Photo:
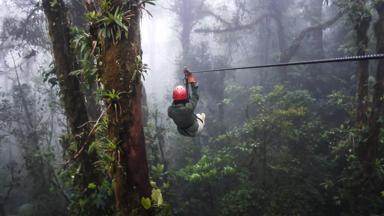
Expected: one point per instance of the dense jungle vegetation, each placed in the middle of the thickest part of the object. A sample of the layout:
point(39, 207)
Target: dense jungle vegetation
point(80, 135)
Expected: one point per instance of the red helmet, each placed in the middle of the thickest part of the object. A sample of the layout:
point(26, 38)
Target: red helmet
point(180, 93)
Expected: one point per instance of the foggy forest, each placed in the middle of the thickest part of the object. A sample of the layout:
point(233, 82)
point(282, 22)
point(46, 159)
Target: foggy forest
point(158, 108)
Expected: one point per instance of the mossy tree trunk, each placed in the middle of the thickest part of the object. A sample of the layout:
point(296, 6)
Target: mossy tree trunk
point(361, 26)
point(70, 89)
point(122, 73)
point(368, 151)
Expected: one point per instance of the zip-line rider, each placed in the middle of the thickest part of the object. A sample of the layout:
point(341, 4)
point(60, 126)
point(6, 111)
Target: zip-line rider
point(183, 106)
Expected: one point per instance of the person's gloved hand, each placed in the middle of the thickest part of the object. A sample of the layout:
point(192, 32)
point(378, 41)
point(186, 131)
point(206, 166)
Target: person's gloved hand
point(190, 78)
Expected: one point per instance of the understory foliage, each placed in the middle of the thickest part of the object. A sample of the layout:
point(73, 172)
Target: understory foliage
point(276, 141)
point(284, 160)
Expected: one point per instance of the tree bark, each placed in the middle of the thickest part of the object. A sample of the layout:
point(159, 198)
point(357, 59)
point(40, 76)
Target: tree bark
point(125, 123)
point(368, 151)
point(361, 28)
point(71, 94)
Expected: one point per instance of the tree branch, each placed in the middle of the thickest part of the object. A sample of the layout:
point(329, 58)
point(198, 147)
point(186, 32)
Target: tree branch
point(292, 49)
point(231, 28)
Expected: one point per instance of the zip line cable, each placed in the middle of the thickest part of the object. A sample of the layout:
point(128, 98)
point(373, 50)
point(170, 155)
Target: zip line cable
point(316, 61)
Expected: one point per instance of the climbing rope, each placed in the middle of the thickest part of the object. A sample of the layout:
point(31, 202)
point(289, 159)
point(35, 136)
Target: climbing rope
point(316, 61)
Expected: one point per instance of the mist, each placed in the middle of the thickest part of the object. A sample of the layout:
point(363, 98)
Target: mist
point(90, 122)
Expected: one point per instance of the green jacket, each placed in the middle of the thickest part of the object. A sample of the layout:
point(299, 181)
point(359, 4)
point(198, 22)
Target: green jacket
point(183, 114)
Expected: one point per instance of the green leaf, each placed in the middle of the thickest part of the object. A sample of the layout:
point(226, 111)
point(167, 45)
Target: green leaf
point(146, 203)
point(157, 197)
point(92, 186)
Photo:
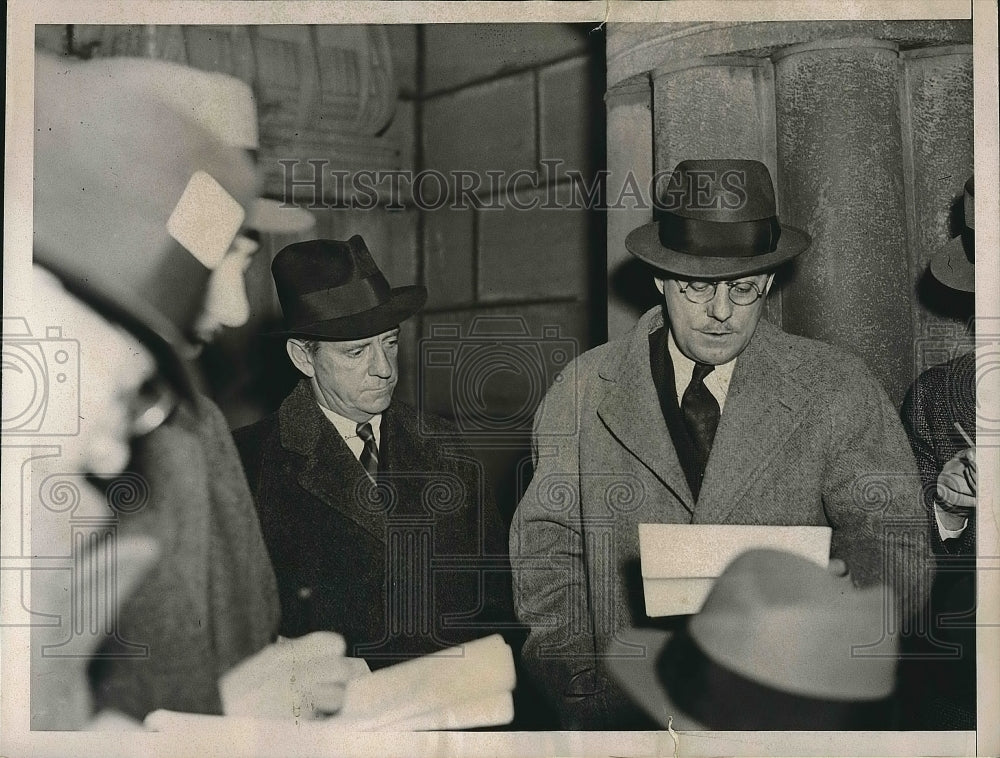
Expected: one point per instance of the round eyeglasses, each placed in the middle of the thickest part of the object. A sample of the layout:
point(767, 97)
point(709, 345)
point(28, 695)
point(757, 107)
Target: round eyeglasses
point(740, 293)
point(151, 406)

------------------------

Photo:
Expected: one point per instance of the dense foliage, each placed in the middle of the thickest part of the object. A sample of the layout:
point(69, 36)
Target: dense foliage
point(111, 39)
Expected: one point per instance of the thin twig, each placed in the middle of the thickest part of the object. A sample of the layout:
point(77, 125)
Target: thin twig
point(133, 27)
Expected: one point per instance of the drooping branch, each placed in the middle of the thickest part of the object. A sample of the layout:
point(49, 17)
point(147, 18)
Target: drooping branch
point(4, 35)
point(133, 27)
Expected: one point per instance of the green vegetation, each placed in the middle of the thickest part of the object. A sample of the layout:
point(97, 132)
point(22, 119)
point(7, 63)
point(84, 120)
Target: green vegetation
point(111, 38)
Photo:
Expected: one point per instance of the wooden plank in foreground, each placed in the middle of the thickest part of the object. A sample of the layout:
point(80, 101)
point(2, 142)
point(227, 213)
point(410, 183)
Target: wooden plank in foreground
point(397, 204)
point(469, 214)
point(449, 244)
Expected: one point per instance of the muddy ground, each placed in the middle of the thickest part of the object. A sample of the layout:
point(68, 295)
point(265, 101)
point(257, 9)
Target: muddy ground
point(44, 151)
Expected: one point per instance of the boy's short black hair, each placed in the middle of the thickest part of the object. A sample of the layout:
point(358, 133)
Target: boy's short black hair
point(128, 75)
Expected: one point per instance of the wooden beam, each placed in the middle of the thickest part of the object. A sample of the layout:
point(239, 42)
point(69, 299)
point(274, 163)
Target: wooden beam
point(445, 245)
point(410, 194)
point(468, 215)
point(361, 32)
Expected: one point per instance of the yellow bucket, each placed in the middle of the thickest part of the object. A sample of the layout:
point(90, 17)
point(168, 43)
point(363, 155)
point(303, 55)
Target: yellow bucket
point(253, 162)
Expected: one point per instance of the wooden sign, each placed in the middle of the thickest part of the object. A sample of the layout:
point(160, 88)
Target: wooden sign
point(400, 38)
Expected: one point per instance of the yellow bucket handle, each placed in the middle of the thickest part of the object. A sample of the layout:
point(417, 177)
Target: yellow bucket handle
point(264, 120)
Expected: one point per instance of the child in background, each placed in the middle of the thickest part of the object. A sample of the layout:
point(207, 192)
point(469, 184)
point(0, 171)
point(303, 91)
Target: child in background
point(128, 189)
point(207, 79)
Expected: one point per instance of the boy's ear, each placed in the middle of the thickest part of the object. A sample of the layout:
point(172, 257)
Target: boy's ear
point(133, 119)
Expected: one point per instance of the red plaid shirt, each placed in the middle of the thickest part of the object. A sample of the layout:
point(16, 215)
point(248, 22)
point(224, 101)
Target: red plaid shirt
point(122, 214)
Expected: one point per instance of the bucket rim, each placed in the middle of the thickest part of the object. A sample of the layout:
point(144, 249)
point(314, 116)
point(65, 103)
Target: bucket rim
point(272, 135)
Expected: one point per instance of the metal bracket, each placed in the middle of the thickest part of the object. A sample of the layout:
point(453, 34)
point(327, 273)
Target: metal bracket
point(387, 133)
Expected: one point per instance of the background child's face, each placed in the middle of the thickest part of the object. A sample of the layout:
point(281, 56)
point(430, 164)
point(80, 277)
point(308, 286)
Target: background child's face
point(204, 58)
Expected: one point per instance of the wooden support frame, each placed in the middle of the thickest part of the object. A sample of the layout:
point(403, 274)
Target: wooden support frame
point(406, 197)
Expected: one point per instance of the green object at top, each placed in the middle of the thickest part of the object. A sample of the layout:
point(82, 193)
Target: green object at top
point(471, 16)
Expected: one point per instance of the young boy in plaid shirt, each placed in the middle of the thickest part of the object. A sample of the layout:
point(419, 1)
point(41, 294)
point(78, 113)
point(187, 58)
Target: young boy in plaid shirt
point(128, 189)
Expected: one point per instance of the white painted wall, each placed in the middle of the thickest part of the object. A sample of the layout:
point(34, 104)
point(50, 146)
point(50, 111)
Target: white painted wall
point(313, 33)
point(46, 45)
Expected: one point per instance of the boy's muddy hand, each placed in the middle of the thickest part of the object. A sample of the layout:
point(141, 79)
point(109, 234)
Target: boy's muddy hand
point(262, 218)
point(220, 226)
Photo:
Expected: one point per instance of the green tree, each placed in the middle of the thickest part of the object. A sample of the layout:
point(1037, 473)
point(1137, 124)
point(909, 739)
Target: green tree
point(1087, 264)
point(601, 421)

------------------------

■ **What the exercise asks**
Copy out the listing word for word, starting at the line containing "Expected: one point per instance of the background" and ending at the line containing "point(204, 58)".

■ **Solution to this problem**
Expected: one point per instance of the background child's face, each placed in the middle of the thickest part of the object. A sample of the layout:
point(281, 56)
point(430, 164)
point(80, 277)
point(308, 286)
Target: background child's face
point(204, 58)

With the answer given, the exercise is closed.